• _Metin parçası_
-=-=-

Genel seçimlere girecek olan ve aynı zamanda iktidara talip durumda olan partiler belli oldu. Bunlar; AKP, CHP, MHP, HDP ve RTE.

            Bunlar, ya tek başına ya da koalisyon ortağı olarak ülke yönetimine talip siyasi örgütler. Bunlardan RTE ilk kez tek başına seçime giriyor. AKP ile ittifak halinde olduğu da belirtiliyor. RTE örgütü iddialı da. Meydan konuşmalarında 400 milletvekili istiyor. Anayasayı değiştirip, hiçbir yerde benzeri olmayan başkanlık sistemi vaad ediyor. Kazanırsa AKP ile koalisyon yapması bekleniyor RTE örgütünün. Daha önce Cemaatçı örgütle yaptığı koalisyon yine de uzun sürmüştü.

            Bilindiği gibi belli siyasi partilere devlet, hazine yardımı yapılıyor. Bundan RTE örgütü de, hem de fazlasıyla yararlanacak. Seçim öncesi RTE’ye 2.5 milyar TL. Örtülü ödenek verilmesi kararlaştırıldı. TBMM Genel Kurulu’nda geçen hafta İçişleri Bakanı S. Özbek’in verdiği önerge ile ilgili yasada değişiklik yapıldı. Örtülü ödenek ile ilgili önergenin gerekçesinde şöyle deniliyor: “Kapalı istihbarat, kapalı savunma hizmetleri..” Ne demek bu? neyin savunması? MİT dahil, her türlü istihbarat devleti yöneten hükümete, Başbakan’a bağlı ve bu kuruluş Cumhurbaşkanı’na da hizmet veriyor zaten. Ayrıca ne kapalı istihbaratı ne savunması. Neyin parasıdır bu? Demek ki hükümet dahil kimseye güvenmiyor ki “Paralel” istihbarat örgütlenmesine gidiyor.

-=-=-

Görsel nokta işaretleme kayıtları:
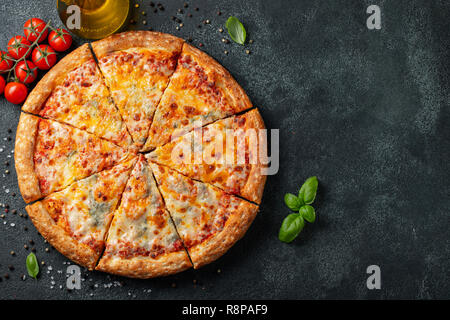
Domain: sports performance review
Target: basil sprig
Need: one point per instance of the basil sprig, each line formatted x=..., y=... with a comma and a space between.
x=32, y=265
x=293, y=224
x=236, y=30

-=-=-

• _Problemler_
1 – Metin parçasının bir bölümünü harfi harfine yeniden yazın: "Bilindiği gibi belli" sözcüklerinin geçtiği yerden başlayın ve "istihbarat örgütlenmesine gidiyor." sözcüklerinden sonra bitirin.
2 – Metin parçasında genel seçimlere girecek ve iktidara talip olduğu belirtilen partilerin hepsini sıralayın.
3 – Metin parçasına göre aşağıdaki soruları yanıtlayın.
(a) RTE örgütü meydan konuşmalarında kaç milletvekili istiyor?
(b) Seçim öncesinde RTE'ye ne kadar örtülü ödenek verilmesi kararlaştırıldı?
(c) Yasa değişikliğiyle ilgili önergeyi kim verdi?

• _Çözüm listesi_
1 –
Bilindiği gibi belli siyasi partilere devlet, hazine yardımı yapılıyor. Bundan RTE örgütü de, hem de fazlasıyla yararlanacak. Seçim öncesi RTE’ye 2.5 milyar TL. Örtülü ödenek verilmesi kararlaştırıldı. TBMM Genel Kurulu’nda geçen hafta İçişleri Bakanı S. Özbek’in verdiği önerge ile ilgili yasada değişiklik yapıldı. Örtülü ödenek ile ilgili önergenin gerekçesinde şöyle deniliyor: “Kapalı istihbarat, kapalı savunma hizmetleri..” Ne demek bu? neyin savunması? MİT dahil, her türlü istihbarat devleti yöneten hükümete, Başbakan’a bağlı ve bu kuruluş Cumhurbaşkanı’na da hizmet veriyor zaten. Ayrıca ne kapalı istihbaratı ne savunması. Neyin parasıdır bu? Demek ki hükümet dahil kimseye güvenmiyor ki “Paralel” istihbarat örgütlenmesine gidiyor.

2 – AKP, CHP, MHP, HDP, RTE

3 –
(a) 400 milletvekili istiyor.
(b) 2.5 milyar TL örtülü ödenek verilmesi kararlaştırıldı.
(c) Önergeyi İçişleri Bakanı S. Özbek verdi.